- **課題文**: 項目の先頭から「[(130, 144)]」を含む行まで（両端を含む）を、「excavator bucket」を「shovel bucket」に置き換えて書き直してください。ほかはそのまま残し、画像は答えから省くこと。
======== 表示項目
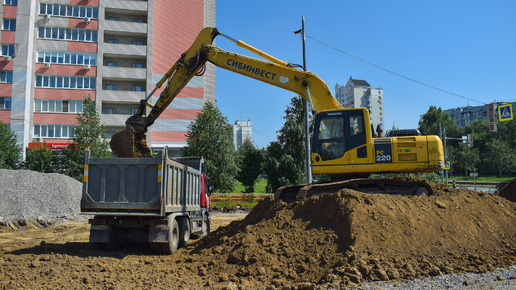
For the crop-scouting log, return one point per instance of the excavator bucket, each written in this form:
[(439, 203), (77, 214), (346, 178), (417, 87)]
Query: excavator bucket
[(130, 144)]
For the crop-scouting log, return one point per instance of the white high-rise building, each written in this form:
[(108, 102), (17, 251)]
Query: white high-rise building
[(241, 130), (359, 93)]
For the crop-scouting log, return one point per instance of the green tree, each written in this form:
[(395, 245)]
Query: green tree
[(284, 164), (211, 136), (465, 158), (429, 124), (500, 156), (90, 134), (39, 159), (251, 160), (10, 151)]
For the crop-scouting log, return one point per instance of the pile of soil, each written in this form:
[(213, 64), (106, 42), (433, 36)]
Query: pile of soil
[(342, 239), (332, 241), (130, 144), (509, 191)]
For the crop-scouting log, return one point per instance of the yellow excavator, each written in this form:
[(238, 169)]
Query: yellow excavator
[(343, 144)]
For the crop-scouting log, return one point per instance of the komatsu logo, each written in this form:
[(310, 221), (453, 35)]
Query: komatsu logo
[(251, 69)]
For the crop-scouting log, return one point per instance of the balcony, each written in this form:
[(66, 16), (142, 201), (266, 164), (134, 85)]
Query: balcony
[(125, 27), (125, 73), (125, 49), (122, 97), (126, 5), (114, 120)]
================
- **出力全体**:
For the crop-scouting log, return one point per instance of the shovel bucket, each written in this form:
[(439, 203), (77, 214), (346, 178), (417, 87)]
Query: shovel bucket
[(130, 144)]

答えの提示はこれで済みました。